== Given problem ==
Rewrite the listing below from its first line through the line that contains "38L53 39L64 49L77", replacing "forested hillside" with "wooded slope" and keeping everything else the same. Leave out the pictures.

== Material ==
-*-

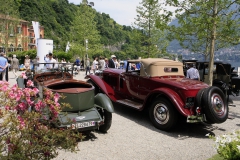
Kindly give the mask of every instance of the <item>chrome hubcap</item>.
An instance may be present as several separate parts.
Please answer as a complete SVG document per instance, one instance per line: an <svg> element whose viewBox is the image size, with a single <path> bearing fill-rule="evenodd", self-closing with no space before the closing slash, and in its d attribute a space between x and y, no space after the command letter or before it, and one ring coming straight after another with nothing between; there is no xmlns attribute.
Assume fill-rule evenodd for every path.
<svg viewBox="0 0 240 160"><path fill-rule="evenodd" d="M166 124L169 120L169 111L165 104L158 103L154 107L154 118L159 124Z"/></svg>

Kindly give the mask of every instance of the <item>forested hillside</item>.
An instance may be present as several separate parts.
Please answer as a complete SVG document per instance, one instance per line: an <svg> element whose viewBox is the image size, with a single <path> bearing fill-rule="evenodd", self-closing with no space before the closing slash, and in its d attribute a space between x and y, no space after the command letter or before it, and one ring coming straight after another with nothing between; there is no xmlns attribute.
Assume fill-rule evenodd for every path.
<svg viewBox="0 0 240 160"><path fill-rule="evenodd" d="M45 38L53 39L64 49L77 7L68 0L24 0L20 2L19 12L21 19L40 22L45 28ZM117 24L108 14L96 12L95 21L105 46L126 41L128 27Z"/></svg>

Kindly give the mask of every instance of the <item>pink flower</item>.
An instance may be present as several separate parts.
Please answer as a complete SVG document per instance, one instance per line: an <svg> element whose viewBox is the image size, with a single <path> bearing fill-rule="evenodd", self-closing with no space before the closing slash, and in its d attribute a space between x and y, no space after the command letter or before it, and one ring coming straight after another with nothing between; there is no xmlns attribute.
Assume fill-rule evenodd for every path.
<svg viewBox="0 0 240 160"><path fill-rule="evenodd" d="M33 82L31 80L27 81L27 87L33 87Z"/></svg>
<svg viewBox="0 0 240 160"><path fill-rule="evenodd" d="M16 92L17 89L18 89L17 84L14 84L14 85L12 86L12 88L11 88L11 90L12 90L13 92Z"/></svg>
<svg viewBox="0 0 240 160"><path fill-rule="evenodd" d="M60 97L61 97L60 94L55 93L55 95L54 95L54 102L57 103Z"/></svg>
<svg viewBox="0 0 240 160"><path fill-rule="evenodd" d="M16 108L16 109L20 109L20 110L22 110L22 111L25 111L25 110L27 109L27 105L26 105L26 103L21 102L21 103L19 103L19 104L17 105L17 108Z"/></svg>
<svg viewBox="0 0 240 160"><path fill-rule="evenodd" d="M26 74L25 74L24 72L21 74L21 77L22 77L23 79L27 79L27 76L26 76Z"/></svg>
<svg viewBox="0 0 240 160"><path fill-rule="evenodd" d="M25 127L24 119L21 116L18 116L18 121L20 122L20 128Z"/></svg>
<svg viewBox="0 0 240 160"><path fill-rule="evenodd" d="M44 104L42 101L38 101L37 103L35 103L35 109L36 111L41 111L41 109L44 108Z"/></svg>
<svg viewBox="0 0 240 160"><path fill-rule="evenodd" d="M32 90L33 90L33 92L34 92L35 95L37 95L38 92L39 92L39 90L38 90L37 88L33 88Z"/></svg>
<svg viewBox="0 0 240 160"><path fill-rule="evenodd" d="M6 91L8 90L8 86L7 86L7 85L3 85L3 86L1 87L1 89L2 89L2 91L6 92Z"/></svg>
<svg viewBox="0 0 240 160"><path fill-rule="evenodd" d="M9 107L9 106L5 106L5 109L6 109L6 110L10 110L10 108L11 108L11 107Z"/></svg>

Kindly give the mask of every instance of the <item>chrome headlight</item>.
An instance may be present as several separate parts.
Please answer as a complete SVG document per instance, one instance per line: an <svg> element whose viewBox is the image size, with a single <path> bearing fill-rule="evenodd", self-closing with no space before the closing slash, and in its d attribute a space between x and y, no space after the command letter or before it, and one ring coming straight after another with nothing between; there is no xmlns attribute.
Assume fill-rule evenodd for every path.
<svg viewBox="0 0 240 160"><path fill-rule="evenodd" d="M185 103L186 105L185 105L184 108L191 108L191 107L193 107L194 106L194 100L195 100L194 97L187 97L186 103Z"/></svg>

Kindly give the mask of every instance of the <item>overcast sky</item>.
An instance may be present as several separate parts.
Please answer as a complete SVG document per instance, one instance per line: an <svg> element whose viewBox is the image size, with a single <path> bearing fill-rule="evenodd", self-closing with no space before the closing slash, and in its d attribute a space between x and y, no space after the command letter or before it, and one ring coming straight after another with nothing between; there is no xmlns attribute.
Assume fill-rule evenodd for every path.
<svg viewBox="0 0 240 160"><path fill-rule="evenodd" d="M80 4L82 0L68 0L69 3ZM142 0L88 0L94 2L99 12L109 14L118 24L130 26L136 18L136 8Z"/></svg>

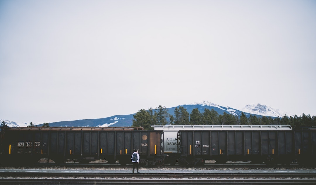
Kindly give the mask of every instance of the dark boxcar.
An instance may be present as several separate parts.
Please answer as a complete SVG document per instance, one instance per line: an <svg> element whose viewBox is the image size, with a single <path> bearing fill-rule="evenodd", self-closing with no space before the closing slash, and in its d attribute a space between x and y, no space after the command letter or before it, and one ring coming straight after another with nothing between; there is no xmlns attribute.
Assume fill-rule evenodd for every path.
<svg viewBox="0 0 316 185"><path fill-rule="evenodd" d="M178 133L179 164L228 161L289 164L315 162L314 130L188 131Z"/></svg>
<svg viewBox="0 0 316 185"><path fill-rule="evenodd" d="M62 163L105 159L131 162L134 149L142 164L163 164L162 132L130 127L20 127L6 130L1 163L34 164L42 159Z"/></svg>

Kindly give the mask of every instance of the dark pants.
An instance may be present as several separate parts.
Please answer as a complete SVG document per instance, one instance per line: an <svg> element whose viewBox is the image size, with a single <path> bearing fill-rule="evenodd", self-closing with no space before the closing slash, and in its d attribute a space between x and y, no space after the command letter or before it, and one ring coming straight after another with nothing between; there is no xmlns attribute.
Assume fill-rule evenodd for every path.
<svg viewBox="0 0 316 185"><path fill-rule="evenodd" d="M136 170L137 171L138 171L138 167L139 166L139 164L138 163L134 163L134 162L132 163L133 163L133 173L134 172L134 171L135 171L135 167L136 167Z"/></svg>

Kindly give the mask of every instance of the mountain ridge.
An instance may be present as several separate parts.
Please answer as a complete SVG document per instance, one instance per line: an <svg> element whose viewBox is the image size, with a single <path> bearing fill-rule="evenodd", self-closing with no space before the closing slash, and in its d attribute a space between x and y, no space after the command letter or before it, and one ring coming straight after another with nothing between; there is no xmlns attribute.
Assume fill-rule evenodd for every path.
<svg viewBox="0 0 316 185"><path fill-rule="evenodd" d="M270 107L260 104L247 105L242 109L241 110L240 110L228 107L221 106L207 101L203 101L166 108L168 110L168 113L173 115L175 108L180 106L183 107L186 109L189 113L191 113L192 110L194 108L198 108L201 113L204 112L205 108L207 108L210 110L214 109L219 114L221 115L222 115L224 112L226 112L228 114L240 116L241 113L243 112L247 117L249 117L251 114L259 117L262 116L270 116L272 118L276 118L278 116L281 117L285 114L288 116L293 116L291 114L288 113L280 111L279 109L273 109ZM49 124L50 126L131 126L132 124L133 116L136 113L126 115L116 115L103 118L59 121ZM1 122L3 121L4 121L9 127L25 127L27 126L29 124L28 123L15 122L7 120L0 119L0 122ZM34 125L35 125L35 124ZM42 125L42 124L37 124L36 125L40 126Z"/></svg>

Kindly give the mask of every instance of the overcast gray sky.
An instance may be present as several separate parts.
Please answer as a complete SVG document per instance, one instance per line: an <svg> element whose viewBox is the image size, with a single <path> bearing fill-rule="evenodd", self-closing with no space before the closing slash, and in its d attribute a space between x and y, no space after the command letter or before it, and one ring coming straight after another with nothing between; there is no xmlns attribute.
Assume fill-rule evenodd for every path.
<svg viewBox="0 0 316 185"><path fill-rule="evenodd" d="M316 1L0 1L0 119L207 101L316 115Z"/></svg>

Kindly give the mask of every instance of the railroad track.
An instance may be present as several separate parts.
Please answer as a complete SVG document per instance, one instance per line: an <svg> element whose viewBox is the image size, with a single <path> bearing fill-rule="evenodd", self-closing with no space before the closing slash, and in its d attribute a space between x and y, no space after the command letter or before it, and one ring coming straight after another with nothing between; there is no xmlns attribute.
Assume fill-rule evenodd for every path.
<svg viewBox="0 0 316 185"><path fill-rule="evenodd" d="M2 180L2 179L0 179ZM315 180L313 180L286 179L4 179L0 182L8 185L37 185L43 184L132 184L155 185L165 184L314 184Z"/></svg>
<svg viewBox="0 0 316 185"><path fill-rule="evenodd" d="M41 172L29 170L21 172L0 170L0 184L188 184L238 183L291 184L316 183L316 173L148 173L133 174L89 173L75 169L68 172Z"/></svg>
<svg viewBox="0 0 316 185"><path fill-rule="evenodd" d="M55 163L38 163L30 165L28 167L34 167L37 168L47 168L47 167L69 167L69 168L90 168L90 167L105 167L105 168L129 168L131 166L131 164L126 165L120 165L118 163L116 164L108 164L106 163L91 163L87 164L82 164L79 163L68 163L62 164L56 164ZM0 164L0 166L1 166ZM146 168L155 169L159 169L163 168L185 168L188 167L193 168L300 168L304 167L304 166L298 164L292 164L287 165L269 165L265 164L238 164L238 163L227 163L226 164L206 164L203 166L182 166L178 165L166 165L162 166L144 166Z"/></svg>

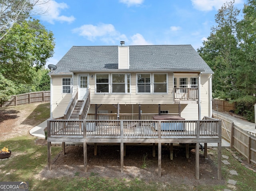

-*-

== Output for this task ==
Kindly give the mask of every instance of the <item>chrome hubcap</item>.
An instance may be present as several separate parts.
Please answer as a complete SVG document per instance, one instance per line: an <svg> element whose viewBox is the image size, with a single <path> bearing fill-rule="evenodd", self-closing with no space before the closing slash, and in its d attribute a space between x and y, no space after the command letter or before it, and one ring coming straight after another with nothing between; there is no xmlns attribute.
Assume fill-rule evenodd for every path.
<svg viewBox="0 0 240 160"><path fill-rule="evenodd" d="M166 124L169 120L169 111L165 104L158 103L154 107L154 118L159 124Z"/></svg>

Kindly give the mask of every instance of the <item>wooded slope</item>.
An instance may be present as several separate parts.
Please answer as a complete SVG document per instance, one instance per line: an <svg> element whose viewBox is the image size, with a single <path> bearing fill-rule="evenodd", self-closing with no space before the closing slash, and in its d attribute a space between x and y, no space after the command letter or before it, and one ring coming straight after another with nothing between; there is no xmlns attribute.
Assume fill-rule evenodd for every path.
<svg viewBox="0 0 240 160"><path fill-rule="evenodd" d="M45 38L53 39L64 49L77 7L68 0L24 0L20 2L19 12L21 19L40 22L45 28ZM117 24L108 14L96 12L95 21L105 46L126 41L128 27Z"/></svg>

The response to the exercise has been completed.